• **TEXT SHOWN**
--- START ---
On 12/2/06, Jacques Kilchoer <Jacques.Kilchoer@xxxxxxxxx> wrote:
I agree with Mr. Litchfield. The invalid assumption here is : the noaudit command can only have an error if auditing wasn't turned on in the first place. And I have found that it's a mistake to assume "there's only one possible thing that can go wrong here." IMHO, it would be better to look for the "expected" errors (at a cursory glance, ORA-00942 and ORA-01031) and trap only those (see below). Or else, like Mark Farnham said yesterday, to publish a list of tables that still have auditing enabled once your procedure has run.
I agree with you there, the statement "the noaudit command can only have an error if auditing wasn't turned on in the first place" was wrong. But that's not actually the point. The point is that we don't care about any errors that could happen. I remember a developer coming to me after spending half an hour trying to
debug an the application error message "This order number already exists in the system." The answer: our application assumed that the only error on an insert would be a duplicate primary key, when in this case the error was "maximum number of extents reached for the table" - but the application reported it as a duplicate entry
This example is a wholly different story, though. You're absolutely right that this is no place for a when others then null; .
--- END ---
(Rows from a dataset)
--- START ---
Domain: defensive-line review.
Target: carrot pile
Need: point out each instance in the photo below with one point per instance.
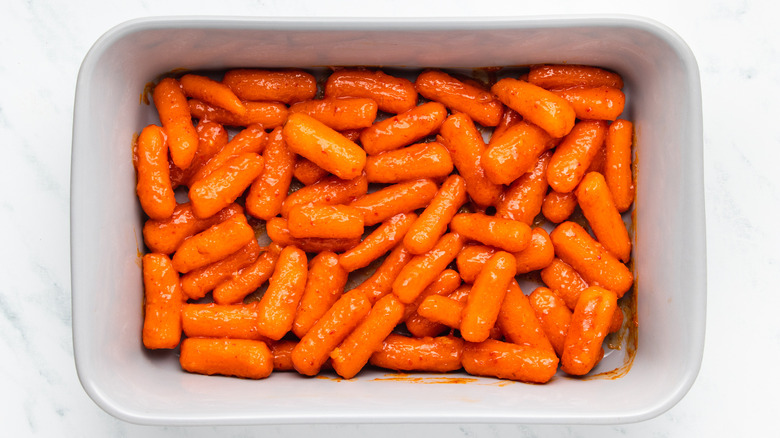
(450, 221)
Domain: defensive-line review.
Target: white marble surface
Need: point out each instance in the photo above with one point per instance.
(737, 46)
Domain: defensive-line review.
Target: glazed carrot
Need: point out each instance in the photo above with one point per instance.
(325, 147)
(433, 221)
(617, 163)
(381, 281)
(324, 285)
(209, 320)
(244, 358)
(459, 135)
(279, 233)
(515, 152)
(522, 200)
(594, 103)
(288, 86)
(392, 94)
(394, 199)
(506, 234)
(381, 240)
(518, 322)
(553, 315)
(165, 236)
(248, 279)
(154, 188)
(575, 153)
(329, 191)
(459, 96)
(565, 281)
(403, 129)
(557, 207)
(163, 300)
(401, 353)
(200, 281)
(211, 92)
(422, 160)
(329, 331)
(269, 190)
(307, 172)
(543, 108)
(276, 311)
(171, 104)
(590, 323)
(213, 244)
(596, 265)
(538, 255)
(487, 293)
(225, 184)
(353, 353)
(251, 139)
(423, 269)
(560, 76)
(599, 209)
(341, 114)
(268, 114)
(509, 361)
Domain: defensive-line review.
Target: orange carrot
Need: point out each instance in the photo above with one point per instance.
(163, 301)
(243, 358)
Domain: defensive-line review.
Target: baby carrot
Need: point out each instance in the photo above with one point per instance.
(325, 147)
(515, 152)
(590, 323)
(276, 311)
(288, 86)
(353, 353)
(422, 160)
(209, 320)
(244, 358)
(269, 190)
(268, 114)
(423, 269)
(163, 301)
(392, 94)
(335, 325)
(522, 200)
(200, 281)
(437, 355)
(617, 163)
(543, 108)
(509, 361)
(174, 111)
(380, 241)
(575, 153)
(561, 76)
(213, 244)
(506, 234)
(154, 188)
(225, 184)
(403, 129)
(599, 209)
(248, 279)
(324, 285)
(398, 198)
(459, 96)
(165, 236)
(341, 114)
(596, 265)
(487, 293)
(459, 135)
(330, 190)
(211, 92)
(433, 221)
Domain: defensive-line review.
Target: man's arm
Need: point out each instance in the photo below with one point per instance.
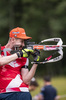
(6, 59)
(27, 75)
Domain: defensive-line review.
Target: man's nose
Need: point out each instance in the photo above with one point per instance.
(23, 44)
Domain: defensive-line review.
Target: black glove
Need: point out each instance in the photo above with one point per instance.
(24, 53)
(36, 56)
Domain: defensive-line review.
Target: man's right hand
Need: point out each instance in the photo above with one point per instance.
(24, 53)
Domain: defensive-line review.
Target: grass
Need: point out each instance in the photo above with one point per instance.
(58, 82)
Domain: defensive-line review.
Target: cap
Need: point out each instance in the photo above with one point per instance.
(18, 33)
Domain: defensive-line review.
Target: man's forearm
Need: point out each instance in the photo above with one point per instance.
(28, 76)
(6, 59)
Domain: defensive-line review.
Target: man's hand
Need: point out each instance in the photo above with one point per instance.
(24, 53)
(36, 55)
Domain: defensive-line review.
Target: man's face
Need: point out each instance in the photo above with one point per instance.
(19, 43)
(33, 88)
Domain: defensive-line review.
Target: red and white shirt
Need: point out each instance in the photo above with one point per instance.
(10, 75)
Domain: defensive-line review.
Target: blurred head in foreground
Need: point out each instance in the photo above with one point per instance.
(47, 80)
(33, 84)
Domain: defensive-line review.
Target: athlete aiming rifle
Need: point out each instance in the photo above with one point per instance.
(14, 73)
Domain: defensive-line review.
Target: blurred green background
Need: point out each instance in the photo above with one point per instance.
(41, 19)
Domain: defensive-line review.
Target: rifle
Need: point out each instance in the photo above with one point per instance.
(40, 46)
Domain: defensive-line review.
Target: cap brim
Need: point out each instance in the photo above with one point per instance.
(25, 38)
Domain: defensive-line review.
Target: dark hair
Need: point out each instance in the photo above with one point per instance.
(34, 83)
(47, 78)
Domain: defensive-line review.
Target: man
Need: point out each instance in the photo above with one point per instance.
(14, 73)
(48, 92)
(33, 84)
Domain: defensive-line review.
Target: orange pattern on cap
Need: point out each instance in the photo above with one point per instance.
(18, 33)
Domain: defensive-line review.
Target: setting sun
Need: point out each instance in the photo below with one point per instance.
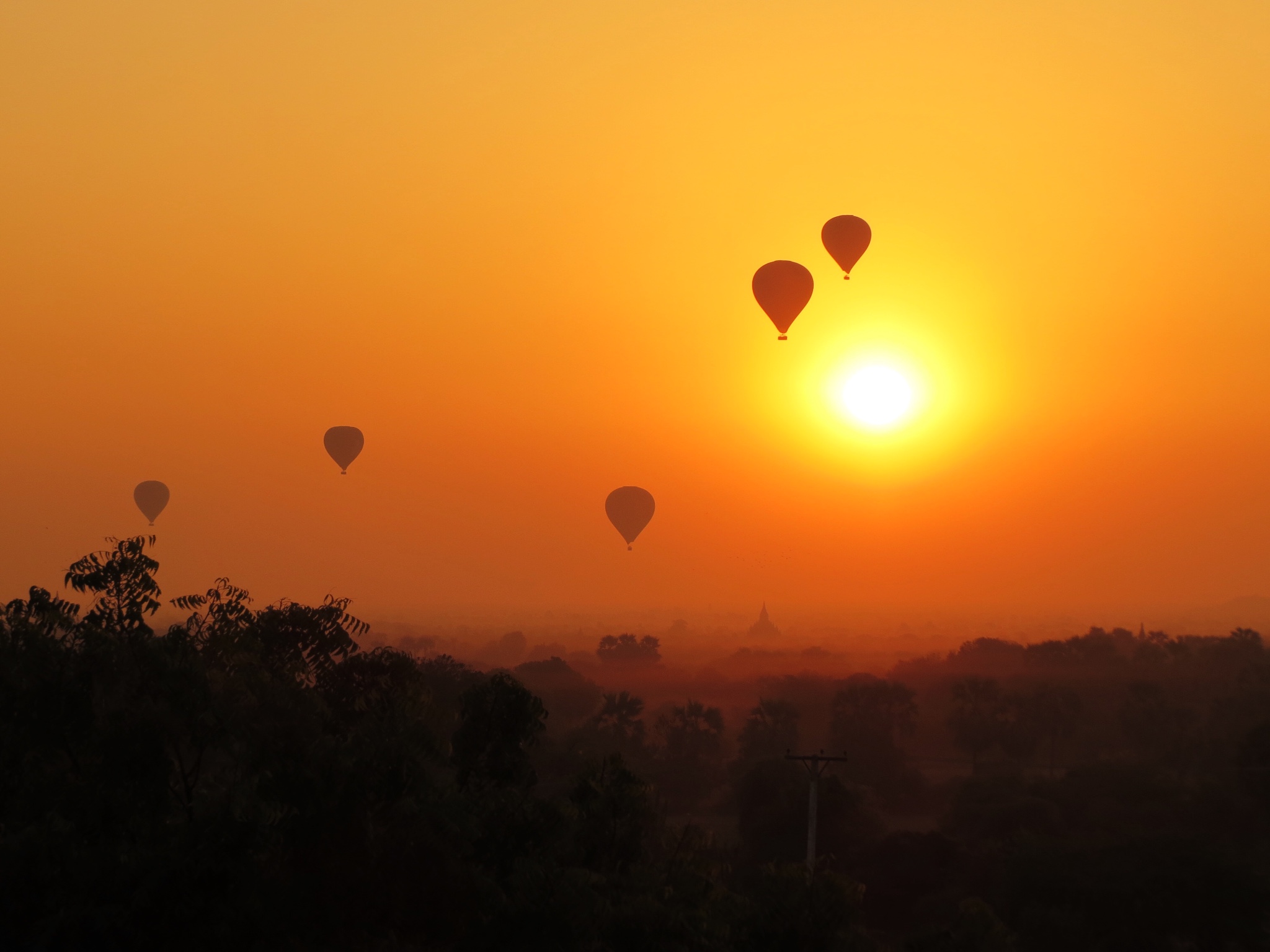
(877, 397)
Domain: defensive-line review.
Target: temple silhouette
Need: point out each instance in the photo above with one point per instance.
(763, 627)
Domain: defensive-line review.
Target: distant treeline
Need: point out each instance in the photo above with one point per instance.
(252, 780)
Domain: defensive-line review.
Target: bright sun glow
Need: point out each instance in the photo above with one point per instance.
(877, 397)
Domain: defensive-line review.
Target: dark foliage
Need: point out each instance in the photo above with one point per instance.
(252, 778)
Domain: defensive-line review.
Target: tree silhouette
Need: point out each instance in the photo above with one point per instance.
(770, 730)
(977, 716)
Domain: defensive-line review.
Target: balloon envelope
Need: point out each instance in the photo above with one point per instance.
(151, 498)
(846, 239)
(343, 443)
(629, 509)
(783, 289)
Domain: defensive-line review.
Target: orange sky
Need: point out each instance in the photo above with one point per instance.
(512, 242)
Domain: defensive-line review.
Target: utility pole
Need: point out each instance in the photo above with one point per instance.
(815, 765)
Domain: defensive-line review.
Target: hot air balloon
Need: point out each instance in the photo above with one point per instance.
(629, 508)
(783, 289)
(343, 443)
(846, 239)
(151, 498)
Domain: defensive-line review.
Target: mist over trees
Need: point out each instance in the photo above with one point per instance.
(255, 778)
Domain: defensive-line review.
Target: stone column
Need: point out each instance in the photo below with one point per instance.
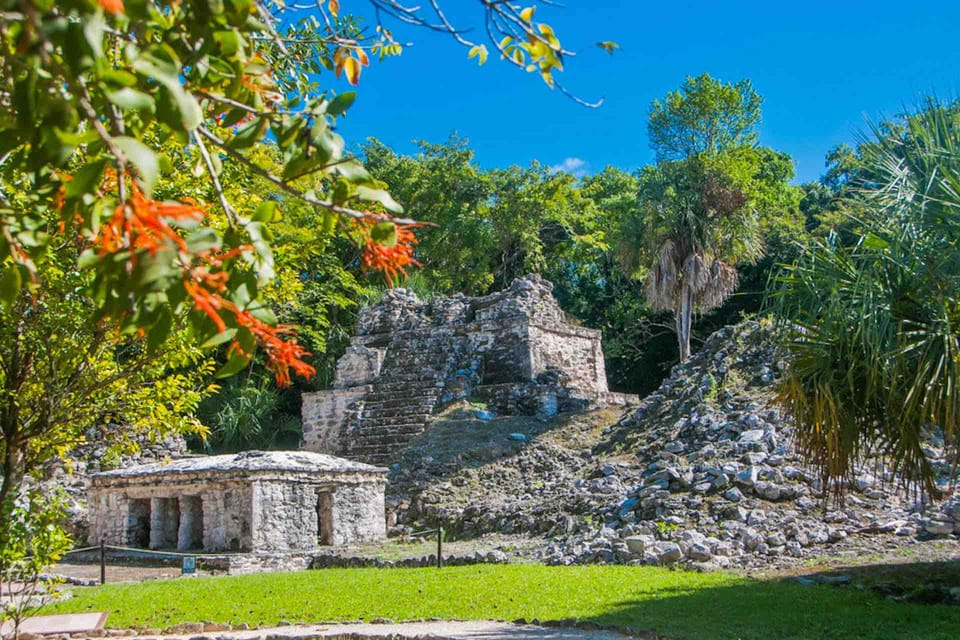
(164, 521)
(214, 534)
(190, 532)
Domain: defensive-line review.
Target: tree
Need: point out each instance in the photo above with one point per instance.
(444, 185)
(872, 328)
(706, 116)
(705, 206)
(92, 93)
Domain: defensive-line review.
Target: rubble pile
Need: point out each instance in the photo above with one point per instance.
(703, 471)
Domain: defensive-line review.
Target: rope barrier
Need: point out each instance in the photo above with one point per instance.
(82, 550)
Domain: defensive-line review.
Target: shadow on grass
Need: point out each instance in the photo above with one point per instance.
(785, 609)
(934, 582)
(458, 440)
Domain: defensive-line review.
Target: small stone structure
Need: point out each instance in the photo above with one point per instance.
(278, 501)
(514, 349)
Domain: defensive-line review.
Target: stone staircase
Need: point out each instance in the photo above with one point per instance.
(402, 399)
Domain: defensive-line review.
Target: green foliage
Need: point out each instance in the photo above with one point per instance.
(493, 226)
(34, 542)
(706, 116)
(248, 414)
(710, 202)
(686, 605)
(872, 327)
--- END ---
• **TASK REQUIREMENTS**
Reproduce the mailing-list reply about NOAUDIT errors in full, word for word. Draw only on the mailing-list reply about NOAUDIT errors.

• **PROBLEM SOLUTION**
On 12/2/06, Jacques Kilchoer <Jacques.Kilchoer@xxxxxxxxx> wrote:
I agree with Mr. Litchfield. The invalid assumption here is : the noaudit command can only have an error if auditing wasn't turned on in the first place. And I have found that it's a mistake to assume "there's only one possible thing that can go wrong here." IMHO, it would be better to look for the "expected" errors (at a cursory glance, ORA-00942 and ORA-01031) and trap only those (see below). Or else, like Mark Farnham said yesterday, to publish a list of tables that still have auditing enabled once your procedure has run.
I agree with you there, the statement "the noaudit command can only have an error if auditing wasn't turned on in the first place" was wrong. But that's not actually the point. The point is that we don't care about any errors that could happen. I remember a developer coming to me after spending half an hour trying to
debug an the application error message "This order number already exists in the system." The answer: our application assumed that the only error on an insert would be a duplicate primary key, when in this case the error was "maximum number of extents reached for the table" - but the application reported it as a duplicate entry
This example is a wholly different story, though. You're absolutely right that this is no place for a when others then null; .